# [DIRECTIVE]
Reproduce every line of the items below word for word, changing nothing.

Data lines
((
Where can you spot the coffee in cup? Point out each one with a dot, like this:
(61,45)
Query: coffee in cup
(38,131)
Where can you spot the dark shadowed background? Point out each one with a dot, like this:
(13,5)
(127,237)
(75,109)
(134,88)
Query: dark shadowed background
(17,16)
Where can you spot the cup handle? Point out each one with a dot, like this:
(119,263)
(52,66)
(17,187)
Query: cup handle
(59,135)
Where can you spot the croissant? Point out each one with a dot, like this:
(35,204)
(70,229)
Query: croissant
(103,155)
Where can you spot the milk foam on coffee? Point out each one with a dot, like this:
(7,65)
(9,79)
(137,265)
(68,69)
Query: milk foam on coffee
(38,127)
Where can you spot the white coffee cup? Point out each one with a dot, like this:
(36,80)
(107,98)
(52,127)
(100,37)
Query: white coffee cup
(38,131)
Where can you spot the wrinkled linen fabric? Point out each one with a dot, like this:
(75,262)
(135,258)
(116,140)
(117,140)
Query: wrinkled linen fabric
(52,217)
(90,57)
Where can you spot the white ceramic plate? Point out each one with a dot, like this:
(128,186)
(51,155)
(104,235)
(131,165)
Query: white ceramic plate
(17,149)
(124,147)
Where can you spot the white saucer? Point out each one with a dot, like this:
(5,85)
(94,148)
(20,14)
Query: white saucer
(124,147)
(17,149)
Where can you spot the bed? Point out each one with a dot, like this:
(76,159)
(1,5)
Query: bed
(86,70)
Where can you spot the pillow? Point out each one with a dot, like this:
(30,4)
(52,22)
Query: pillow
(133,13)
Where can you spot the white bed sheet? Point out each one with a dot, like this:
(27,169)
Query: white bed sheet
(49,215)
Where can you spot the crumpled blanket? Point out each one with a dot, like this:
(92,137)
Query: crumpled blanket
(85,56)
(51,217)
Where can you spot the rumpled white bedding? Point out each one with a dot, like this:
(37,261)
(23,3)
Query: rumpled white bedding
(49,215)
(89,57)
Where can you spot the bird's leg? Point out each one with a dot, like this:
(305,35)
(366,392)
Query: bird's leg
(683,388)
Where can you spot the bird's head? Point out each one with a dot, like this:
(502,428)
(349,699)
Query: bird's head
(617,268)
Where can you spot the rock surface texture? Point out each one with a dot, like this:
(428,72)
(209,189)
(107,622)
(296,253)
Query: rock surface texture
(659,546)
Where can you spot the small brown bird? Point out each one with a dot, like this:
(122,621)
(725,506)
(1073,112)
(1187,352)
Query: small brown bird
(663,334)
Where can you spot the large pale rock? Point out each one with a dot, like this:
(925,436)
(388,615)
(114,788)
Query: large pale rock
))
# [WORKED ANSWER]
Where can you spot the coffee in cup? Point out each one with a dot, like this:
(61,45)
Query: coffee in cup
(38,131)
Where can you spot the dark shadowed background? Point out each one with a dot, like this:
(13,5)
(127,237)
(75,109)
(134,88)
Query: dark shadowed background
(17,16)
Where can you spot the cup handle? Point out each one with a dot, like this:
(119,263)
(52,66)
(17,187)
Query: cup handle
(59,135)
Where can you spot the croissant? Point out each one with a dot, like this:
(35,204)
(70,229)
Query: croissant
(103,155)
Where can you spot the milk foam on coffee? Point out each one with a dot, like this:
(7,65)
(9,79)
(137,265)
(68,69)
Query: milk foam on coffee
(38,127)
Where can you spot the white coffee cup? Point out each one with a dot, like this:
(36,80)
(107,98)
(52,127)
(100,37)
Query: white coffee cup
(38,131)
Where can you spot the wrinkled linen fabric? Point out each one with a dot, like this:
(75,262)
(135,258)
(116,140)
(117,140)
Query: wrinkled linen fabric
(52,217)
(90,57)
Where can you spot the white ceramic plate? Point out each one with a dot, like this:
(128,186)
(51,155)
(104,235)
(131,165)
Query: white ceramic plate
(17,149)
(124,147)
Where can you spot the white saucer? Point out each one with a dot, like this:
(5,85)
(94,148)
(20,14)
Query: white saucer
(124,147)
(17,149)
Where can you spot the bed? Point out each one with a dot, like this:
(76,159)
(1,5)
Query: bed
(86,70)
Where can you spot the pillow? Point out each one with a dot, like this:
(30,4)
(52,22)
Query: pillow
(133,13)
Where can you spot the white bed sheet? Point out each one with a dot, like this:
(27,169)
Query: white bed sheet
(49,215)
Where can you spot the crumpled blanket? Point out each one with a dot, like this:
(92,137)
Query: crumpled blanket
(85,56)
(51,217)
Where can you spot the rumpled white bedding? Point out each one with a dot, like this:
(37,261)
(23,3)
Query: rumpled white bedding
(49,215)
(89,57)
Where can you spot the bird's leg? Point out each one with a dot, like this:
(305,35)
(366,392)
Query: bird's leg
(683,388)
Where can you spot the bird's head? Point out each one with a dot, like this:
(502,428)
(349,699)
Query: bird's head
(617,268)
Where can you spot the rock surface texture? Point out each one with a dot, like this:
(428,72)
(209,189)
(107,622)
(296,253)
Query: rock surface texture
(659,546)
Where can you spot the small brown bird? Point out each one with a dot, like this:
(122,621)
(725,506)
(1073,112)
(1187,352)
Query: small brown bird
(663,334)
Where can you spot the large pale rock? Point out each one with a dot, like this:
(925,436)
(388,615)
(114,788)
Query: large pale rock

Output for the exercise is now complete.